Task to carry out:
Below are entries. Copy exactly the lines running from the line that holds "locate: classical building" to the line that holds "locate: sparkling water", with both ends included.

^^^^

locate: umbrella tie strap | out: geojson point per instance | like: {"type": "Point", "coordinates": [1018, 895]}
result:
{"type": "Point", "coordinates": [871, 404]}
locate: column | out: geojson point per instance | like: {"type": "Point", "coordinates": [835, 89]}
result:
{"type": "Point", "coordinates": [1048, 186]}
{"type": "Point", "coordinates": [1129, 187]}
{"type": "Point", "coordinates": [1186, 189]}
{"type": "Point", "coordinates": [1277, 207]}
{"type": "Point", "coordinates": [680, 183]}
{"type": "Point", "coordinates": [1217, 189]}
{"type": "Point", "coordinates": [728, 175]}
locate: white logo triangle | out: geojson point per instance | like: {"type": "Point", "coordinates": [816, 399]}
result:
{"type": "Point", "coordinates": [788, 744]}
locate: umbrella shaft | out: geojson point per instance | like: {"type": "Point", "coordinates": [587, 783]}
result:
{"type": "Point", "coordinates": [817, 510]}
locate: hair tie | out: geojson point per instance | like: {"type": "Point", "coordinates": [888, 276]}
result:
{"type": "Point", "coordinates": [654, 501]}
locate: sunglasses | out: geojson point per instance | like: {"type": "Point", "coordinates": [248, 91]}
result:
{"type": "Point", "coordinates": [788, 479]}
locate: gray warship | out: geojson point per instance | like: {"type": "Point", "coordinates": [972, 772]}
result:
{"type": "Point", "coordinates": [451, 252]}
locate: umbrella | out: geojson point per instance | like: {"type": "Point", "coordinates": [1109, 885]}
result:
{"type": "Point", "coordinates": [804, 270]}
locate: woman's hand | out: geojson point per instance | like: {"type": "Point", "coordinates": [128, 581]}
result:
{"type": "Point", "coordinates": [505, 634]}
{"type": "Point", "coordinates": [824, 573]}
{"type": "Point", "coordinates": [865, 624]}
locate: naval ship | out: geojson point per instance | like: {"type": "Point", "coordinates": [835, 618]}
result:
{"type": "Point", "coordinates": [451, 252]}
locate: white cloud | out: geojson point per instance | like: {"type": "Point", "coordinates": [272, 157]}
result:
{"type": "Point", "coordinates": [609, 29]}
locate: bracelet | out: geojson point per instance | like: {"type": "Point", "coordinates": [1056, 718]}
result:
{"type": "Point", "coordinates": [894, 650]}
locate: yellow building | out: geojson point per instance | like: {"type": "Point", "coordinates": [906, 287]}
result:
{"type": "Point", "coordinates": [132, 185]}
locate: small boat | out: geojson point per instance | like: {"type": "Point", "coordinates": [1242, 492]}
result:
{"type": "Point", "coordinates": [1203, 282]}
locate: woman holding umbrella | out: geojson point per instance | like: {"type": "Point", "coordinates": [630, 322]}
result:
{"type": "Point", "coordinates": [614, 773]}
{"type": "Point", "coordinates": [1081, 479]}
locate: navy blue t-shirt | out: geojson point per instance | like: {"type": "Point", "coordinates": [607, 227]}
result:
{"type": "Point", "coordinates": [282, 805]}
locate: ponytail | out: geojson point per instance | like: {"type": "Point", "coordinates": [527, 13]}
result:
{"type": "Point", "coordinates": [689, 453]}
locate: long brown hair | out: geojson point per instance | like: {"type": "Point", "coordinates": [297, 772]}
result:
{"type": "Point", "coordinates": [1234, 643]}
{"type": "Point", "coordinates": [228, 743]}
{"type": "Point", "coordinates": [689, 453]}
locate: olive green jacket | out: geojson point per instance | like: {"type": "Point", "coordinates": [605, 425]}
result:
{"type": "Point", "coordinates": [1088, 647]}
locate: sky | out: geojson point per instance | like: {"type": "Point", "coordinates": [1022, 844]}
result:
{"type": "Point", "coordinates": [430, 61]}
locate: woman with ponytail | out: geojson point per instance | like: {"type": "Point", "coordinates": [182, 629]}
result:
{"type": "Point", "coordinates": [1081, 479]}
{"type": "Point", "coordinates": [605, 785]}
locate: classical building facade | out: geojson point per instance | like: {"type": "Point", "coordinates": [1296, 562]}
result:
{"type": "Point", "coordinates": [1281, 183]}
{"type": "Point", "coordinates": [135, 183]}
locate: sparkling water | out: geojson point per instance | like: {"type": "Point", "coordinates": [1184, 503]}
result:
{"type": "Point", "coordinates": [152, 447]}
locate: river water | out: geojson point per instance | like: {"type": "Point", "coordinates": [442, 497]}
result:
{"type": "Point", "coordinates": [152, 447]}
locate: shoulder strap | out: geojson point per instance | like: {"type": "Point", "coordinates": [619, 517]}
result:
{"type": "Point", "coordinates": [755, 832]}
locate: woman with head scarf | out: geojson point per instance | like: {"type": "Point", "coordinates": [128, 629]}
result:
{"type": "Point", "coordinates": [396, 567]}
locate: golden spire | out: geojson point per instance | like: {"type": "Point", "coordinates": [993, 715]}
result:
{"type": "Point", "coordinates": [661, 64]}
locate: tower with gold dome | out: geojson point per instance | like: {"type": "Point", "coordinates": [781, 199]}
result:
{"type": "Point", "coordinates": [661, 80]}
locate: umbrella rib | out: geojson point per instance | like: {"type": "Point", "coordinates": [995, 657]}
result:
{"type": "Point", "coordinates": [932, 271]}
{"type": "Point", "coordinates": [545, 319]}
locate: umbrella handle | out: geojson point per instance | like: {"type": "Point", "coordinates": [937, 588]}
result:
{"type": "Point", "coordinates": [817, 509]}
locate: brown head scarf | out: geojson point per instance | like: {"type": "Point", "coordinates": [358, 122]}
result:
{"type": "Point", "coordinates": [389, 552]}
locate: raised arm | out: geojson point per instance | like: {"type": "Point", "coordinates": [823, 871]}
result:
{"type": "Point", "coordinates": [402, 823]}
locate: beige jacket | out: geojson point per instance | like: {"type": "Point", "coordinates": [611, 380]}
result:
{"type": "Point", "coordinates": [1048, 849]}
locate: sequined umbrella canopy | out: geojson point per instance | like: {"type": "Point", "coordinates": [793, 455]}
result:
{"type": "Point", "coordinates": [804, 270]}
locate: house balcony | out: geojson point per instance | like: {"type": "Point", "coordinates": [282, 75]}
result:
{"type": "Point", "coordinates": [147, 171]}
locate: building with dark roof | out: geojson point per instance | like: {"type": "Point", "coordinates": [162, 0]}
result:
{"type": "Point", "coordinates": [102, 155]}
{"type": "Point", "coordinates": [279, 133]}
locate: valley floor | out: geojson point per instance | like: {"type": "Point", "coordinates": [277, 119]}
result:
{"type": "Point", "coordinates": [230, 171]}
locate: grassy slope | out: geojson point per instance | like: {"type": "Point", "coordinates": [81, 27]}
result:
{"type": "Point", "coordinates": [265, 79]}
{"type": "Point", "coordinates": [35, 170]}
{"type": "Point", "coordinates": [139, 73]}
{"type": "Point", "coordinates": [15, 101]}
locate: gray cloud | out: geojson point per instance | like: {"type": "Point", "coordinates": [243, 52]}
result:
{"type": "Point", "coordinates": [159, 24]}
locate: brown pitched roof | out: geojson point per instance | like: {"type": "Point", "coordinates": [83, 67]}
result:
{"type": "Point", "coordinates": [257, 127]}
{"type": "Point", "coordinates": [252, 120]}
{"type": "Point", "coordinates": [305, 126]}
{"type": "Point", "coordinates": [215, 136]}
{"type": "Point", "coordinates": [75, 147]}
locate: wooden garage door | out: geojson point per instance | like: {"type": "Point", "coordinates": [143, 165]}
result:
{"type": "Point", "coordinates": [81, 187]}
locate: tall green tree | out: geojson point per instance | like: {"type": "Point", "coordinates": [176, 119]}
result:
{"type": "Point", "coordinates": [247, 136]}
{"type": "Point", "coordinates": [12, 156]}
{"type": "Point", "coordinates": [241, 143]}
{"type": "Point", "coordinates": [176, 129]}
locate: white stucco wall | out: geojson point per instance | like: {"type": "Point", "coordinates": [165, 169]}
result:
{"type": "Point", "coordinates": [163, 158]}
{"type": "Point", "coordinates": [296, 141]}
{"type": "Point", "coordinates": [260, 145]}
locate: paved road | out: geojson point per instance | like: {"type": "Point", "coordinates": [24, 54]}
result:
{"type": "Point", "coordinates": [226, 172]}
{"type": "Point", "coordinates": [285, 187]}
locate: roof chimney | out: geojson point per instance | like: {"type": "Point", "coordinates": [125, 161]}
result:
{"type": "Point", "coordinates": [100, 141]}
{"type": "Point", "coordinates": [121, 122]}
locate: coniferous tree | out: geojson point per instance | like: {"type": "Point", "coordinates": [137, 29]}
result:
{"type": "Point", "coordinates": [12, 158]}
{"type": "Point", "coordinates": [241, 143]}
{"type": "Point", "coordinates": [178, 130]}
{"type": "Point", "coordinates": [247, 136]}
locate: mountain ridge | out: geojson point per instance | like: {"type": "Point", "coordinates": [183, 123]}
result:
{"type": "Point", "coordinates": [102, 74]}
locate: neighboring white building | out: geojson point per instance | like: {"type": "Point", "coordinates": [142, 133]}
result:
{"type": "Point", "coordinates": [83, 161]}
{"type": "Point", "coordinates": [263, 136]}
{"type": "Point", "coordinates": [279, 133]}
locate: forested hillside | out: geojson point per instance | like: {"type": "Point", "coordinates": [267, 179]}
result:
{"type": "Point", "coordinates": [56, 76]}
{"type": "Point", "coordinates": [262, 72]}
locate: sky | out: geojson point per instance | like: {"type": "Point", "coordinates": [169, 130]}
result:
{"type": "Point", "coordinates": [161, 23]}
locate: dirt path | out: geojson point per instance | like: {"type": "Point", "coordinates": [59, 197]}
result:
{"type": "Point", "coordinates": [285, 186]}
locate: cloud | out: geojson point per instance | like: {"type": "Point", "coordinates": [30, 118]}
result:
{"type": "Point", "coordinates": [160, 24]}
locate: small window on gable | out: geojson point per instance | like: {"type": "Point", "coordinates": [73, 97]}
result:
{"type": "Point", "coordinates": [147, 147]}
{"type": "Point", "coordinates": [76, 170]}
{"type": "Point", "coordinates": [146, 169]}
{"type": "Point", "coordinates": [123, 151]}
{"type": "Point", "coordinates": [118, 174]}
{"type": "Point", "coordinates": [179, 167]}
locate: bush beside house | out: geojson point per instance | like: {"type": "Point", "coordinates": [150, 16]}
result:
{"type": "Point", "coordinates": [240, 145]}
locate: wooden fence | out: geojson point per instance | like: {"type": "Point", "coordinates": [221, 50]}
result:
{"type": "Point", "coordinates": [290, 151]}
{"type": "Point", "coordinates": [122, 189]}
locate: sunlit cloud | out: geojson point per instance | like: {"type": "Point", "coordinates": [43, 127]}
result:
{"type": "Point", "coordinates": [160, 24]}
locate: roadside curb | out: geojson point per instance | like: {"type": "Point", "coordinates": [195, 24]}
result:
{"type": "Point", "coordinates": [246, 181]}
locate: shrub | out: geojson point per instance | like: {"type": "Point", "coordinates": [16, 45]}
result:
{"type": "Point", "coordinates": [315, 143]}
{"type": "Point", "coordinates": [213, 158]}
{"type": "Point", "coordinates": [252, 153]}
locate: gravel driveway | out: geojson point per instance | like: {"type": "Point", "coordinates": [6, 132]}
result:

^^^^

Solution to the exercise:
locate: classical building facade | out: geojson point per instance | like: {"type": "Point", "coordinates": [1296, 562]}
result:
{"type": "Point", "coordinates": [1281, 183]}
{"type": "Point", "coordinates": [135, 183]}
locate: sparkling water | out: geojson point per instance | like: {"type": "Point", "coordinates": [1184, 503]}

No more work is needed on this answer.